## EXERCISE TASK:
Copy out the rows below from the first one through the line containing "[617,184,659,196]", inclusive, replacing "metal gate" with "iron gate" and leaving everything else unchanged.

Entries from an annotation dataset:
##########
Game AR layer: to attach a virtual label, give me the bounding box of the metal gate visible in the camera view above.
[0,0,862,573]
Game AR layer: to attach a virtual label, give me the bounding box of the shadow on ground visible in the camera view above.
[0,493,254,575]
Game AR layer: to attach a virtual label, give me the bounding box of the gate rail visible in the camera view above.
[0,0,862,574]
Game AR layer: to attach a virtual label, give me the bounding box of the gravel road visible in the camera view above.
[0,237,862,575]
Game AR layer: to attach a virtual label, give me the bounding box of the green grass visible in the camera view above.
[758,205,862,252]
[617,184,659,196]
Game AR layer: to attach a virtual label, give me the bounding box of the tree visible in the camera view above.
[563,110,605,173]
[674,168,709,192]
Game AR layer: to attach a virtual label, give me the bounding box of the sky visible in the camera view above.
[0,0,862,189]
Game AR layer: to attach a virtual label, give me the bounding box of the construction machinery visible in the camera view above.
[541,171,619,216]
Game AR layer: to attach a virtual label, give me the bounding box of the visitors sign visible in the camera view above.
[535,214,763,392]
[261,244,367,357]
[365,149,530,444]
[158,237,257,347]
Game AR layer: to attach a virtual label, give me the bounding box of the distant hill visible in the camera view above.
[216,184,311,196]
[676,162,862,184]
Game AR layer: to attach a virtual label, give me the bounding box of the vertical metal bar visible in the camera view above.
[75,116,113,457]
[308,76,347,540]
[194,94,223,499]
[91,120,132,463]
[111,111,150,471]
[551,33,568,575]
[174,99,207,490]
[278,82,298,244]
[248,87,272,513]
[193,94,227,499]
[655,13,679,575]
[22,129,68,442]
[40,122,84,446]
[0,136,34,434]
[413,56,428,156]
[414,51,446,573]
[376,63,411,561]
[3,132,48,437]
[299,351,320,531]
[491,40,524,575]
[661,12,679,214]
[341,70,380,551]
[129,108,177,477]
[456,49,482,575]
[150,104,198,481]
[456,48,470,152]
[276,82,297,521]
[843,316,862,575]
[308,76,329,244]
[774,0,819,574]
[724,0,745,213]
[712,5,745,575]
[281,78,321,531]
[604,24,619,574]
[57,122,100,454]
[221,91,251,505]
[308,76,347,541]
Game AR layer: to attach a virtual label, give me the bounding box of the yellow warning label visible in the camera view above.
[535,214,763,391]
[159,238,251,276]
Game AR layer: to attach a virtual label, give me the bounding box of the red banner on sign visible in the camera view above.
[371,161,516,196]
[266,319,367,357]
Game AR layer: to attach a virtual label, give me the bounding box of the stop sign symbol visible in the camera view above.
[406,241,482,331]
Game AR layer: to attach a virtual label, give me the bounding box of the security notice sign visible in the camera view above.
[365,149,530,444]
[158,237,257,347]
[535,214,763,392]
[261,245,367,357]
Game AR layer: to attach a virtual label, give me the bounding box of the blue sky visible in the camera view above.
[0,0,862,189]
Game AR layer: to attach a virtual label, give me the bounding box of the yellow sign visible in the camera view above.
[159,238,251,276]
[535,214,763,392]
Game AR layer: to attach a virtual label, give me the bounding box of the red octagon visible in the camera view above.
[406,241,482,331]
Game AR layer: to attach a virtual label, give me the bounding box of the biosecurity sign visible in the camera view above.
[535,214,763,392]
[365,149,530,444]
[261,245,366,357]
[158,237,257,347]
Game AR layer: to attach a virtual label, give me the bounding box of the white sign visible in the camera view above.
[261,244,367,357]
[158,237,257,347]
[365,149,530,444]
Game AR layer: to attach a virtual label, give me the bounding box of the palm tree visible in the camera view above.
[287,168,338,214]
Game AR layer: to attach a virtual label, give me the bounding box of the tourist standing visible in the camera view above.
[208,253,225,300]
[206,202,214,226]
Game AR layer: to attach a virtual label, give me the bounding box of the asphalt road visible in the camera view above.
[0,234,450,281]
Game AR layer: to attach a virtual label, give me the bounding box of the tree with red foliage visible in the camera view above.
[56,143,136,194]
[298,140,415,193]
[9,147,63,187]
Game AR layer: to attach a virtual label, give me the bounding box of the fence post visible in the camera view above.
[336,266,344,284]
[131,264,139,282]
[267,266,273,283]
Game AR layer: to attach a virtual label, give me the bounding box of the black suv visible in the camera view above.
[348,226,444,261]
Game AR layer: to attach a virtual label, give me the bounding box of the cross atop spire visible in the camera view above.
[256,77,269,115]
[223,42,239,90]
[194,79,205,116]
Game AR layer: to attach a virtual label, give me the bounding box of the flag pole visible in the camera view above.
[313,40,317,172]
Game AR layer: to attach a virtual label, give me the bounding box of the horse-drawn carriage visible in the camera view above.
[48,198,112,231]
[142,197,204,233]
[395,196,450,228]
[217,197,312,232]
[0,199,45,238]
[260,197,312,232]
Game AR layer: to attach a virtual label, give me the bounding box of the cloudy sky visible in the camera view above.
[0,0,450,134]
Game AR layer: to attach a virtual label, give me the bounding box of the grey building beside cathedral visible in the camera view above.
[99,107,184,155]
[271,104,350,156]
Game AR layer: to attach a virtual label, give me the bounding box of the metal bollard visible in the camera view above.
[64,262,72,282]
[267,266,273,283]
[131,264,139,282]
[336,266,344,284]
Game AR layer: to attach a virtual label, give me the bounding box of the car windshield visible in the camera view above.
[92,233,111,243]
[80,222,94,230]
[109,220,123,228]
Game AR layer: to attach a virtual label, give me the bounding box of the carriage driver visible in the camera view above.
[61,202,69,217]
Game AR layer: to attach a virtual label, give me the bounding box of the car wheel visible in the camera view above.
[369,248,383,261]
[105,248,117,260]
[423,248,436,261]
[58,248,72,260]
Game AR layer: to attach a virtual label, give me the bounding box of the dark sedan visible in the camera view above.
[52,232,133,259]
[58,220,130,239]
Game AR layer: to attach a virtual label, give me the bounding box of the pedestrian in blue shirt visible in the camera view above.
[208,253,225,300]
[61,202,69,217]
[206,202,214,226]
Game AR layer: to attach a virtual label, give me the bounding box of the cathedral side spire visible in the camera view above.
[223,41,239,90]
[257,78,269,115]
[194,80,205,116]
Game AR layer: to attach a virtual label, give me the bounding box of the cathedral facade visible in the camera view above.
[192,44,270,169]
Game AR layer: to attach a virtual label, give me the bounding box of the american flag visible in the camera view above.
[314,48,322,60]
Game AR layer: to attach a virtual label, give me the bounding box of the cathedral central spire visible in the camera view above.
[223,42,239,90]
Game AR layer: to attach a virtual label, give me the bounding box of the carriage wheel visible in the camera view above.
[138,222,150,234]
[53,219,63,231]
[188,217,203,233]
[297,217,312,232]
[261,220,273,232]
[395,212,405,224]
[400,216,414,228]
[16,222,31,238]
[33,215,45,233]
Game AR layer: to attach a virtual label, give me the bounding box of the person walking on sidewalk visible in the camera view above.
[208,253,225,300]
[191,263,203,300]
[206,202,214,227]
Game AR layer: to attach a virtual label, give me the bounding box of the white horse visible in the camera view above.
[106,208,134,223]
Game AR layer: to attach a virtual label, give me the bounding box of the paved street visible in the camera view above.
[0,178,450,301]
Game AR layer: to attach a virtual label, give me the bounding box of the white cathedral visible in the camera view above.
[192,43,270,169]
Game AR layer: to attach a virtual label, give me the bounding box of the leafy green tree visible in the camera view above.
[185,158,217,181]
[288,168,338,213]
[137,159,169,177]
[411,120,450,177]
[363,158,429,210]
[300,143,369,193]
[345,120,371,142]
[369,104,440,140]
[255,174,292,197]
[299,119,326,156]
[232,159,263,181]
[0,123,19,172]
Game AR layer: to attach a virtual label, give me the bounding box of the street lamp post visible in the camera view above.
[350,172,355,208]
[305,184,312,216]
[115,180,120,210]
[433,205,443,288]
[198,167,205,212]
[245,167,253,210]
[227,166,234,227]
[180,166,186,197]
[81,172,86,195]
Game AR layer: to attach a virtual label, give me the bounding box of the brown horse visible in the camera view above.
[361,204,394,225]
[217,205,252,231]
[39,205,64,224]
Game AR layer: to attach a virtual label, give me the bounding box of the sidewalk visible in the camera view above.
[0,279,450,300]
##########
## THE RESPONSE:
Game AR layer: to attach a virtual label, give me the bounding box of the iron gate visible in the camera view above.
[0,0,862,573]
Game AR layer: to attach a virtual label, give me the bounding box of the shadow on ground visible in the camera view above.
[0,493,254,575]
Game AR layer: to attach a virtual label, give me the bounding box of the gate rail visible in the camera view above.
[0,0,862,574]
Game AR layer: to attach a virtual label, give me the bounding box of the gravel road visible in the camera view above.
[0,237,862,575]
Game AR layer: to attach a virtual label, give me the bounding box of the green grass visible in the camera view above.
[758,205,862,252]
[617,184,659,196]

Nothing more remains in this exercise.